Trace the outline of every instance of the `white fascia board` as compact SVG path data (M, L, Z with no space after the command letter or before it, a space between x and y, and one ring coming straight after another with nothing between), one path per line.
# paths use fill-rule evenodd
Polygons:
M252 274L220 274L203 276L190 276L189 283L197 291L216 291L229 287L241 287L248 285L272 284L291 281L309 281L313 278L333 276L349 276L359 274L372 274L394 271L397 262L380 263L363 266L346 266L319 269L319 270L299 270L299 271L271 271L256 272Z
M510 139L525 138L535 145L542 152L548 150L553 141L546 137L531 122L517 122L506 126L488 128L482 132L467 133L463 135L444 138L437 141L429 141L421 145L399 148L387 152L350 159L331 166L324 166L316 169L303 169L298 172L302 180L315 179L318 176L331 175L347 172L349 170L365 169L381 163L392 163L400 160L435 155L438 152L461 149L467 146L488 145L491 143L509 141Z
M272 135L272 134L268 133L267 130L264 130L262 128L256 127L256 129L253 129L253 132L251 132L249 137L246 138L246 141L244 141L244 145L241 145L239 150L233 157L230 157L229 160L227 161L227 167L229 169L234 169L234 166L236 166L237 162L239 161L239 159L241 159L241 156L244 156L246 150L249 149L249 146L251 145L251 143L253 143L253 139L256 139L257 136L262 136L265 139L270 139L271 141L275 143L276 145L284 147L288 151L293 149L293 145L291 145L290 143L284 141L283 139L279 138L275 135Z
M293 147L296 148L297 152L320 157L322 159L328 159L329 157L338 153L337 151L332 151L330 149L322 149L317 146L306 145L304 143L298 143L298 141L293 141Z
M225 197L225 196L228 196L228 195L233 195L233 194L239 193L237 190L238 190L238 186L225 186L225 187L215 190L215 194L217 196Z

··········

- [WHAT IS ASKED]: Each entry must be reproduced verbatim.

- [WRITTEN RESPONSE]:
Trace the outline of every instance of the `white fascia board` as compact SVG path data (M, L, Z with no space after the command letter or before it, a space between x and y, and one ring coming straight after another with nothing between), one path per line.
# paths use fill-rule evenodd
Polygons:
M252 274L220 274L203 276L190 276L189 283L197 291L216 291L229 287L241 287L248 285L272 284L291 281L309 281L313 278L333 276L349 276L359 274L372 274L394 271L397 262L380 263L363 266L346 266L319 269L319 270L299 270L299 271L271 271L256 272Z
M510 139L525 138L535 145L542 152L548 150L553 141L546 137L531 122L517 122L506 126L488 128L482 132L467 133L463 135L444 138L437 141L429 141L421 145L399 148L387 152L350 159L331 166L324 166L316 169L303 169L298 172L302 180L315 179L318 176L331 175L347 172L349 170L365 169L381 163L392 163L400 160L435 155L438 152L461 149L467 146L488 145L491 143L509 141Z
M272 135L272 134L268 133L267 130L264 130L262 128L256 127L256 129L253 129L253 132L251 132L249 137L246 138L246 141L244 141L244 145L241 145L239 150L233 157L230 157L229 160L227 161L227 167L229 169L234 169L234 166L236 166L237 162L239 161L239 159L241 159L241 156L244 156L246 150L249 149L249 146L251 145L251 143L253 143L253 139L256 139L257 136L262 136L265 139L270 139L271 141L275 143L276 145L284 147L288 151L293 149L293 145L291 145L290 143L284 141L283 139L279 138L275 135Z
M293 147L296 148L297 152L320 157L322 159L328 159L329 157L338 153L337 151L332 151L330 149L322 149L317 146L306 145L304 143L298 143L298 141L293 141Z
M225 197L225 196L228 196L228 195L233 195L233 194L239 193L237 190L238 190L238 186L225 186L225 187L215 190L215 194L217 196Z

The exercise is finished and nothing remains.